Box-labeled dataset extracts:
§

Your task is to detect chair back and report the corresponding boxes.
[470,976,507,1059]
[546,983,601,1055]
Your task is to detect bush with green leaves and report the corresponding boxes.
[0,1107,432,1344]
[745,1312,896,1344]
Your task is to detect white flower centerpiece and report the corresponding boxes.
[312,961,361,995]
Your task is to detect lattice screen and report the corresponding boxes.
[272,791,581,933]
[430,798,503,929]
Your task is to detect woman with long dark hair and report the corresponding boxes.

§

Put the lines of these records into a numbered list, leaving out any blank lines.

EXERCISE RESPONSE
1. Your task is to detect chair back and report the corresponding boxes.
2. [470,976,507,1059]
3. [546,983,601,1055]
4. Your task is to detect bush with green leaves and report the corresponding boxes.
5. [0,1107,432,1344]
6. [745,1312,896,1344]
7. Your task is to detect white flower centerpiece and report the corresponding boxes.
8. [312,961,361,995]
9. Your task is to detect lattice screen and report the corresponding boxes.
10. [272,791,581,933]
11. [430,798,503,929]
12. Your task is to detect woman with long dark hair and report the corresponding boxes.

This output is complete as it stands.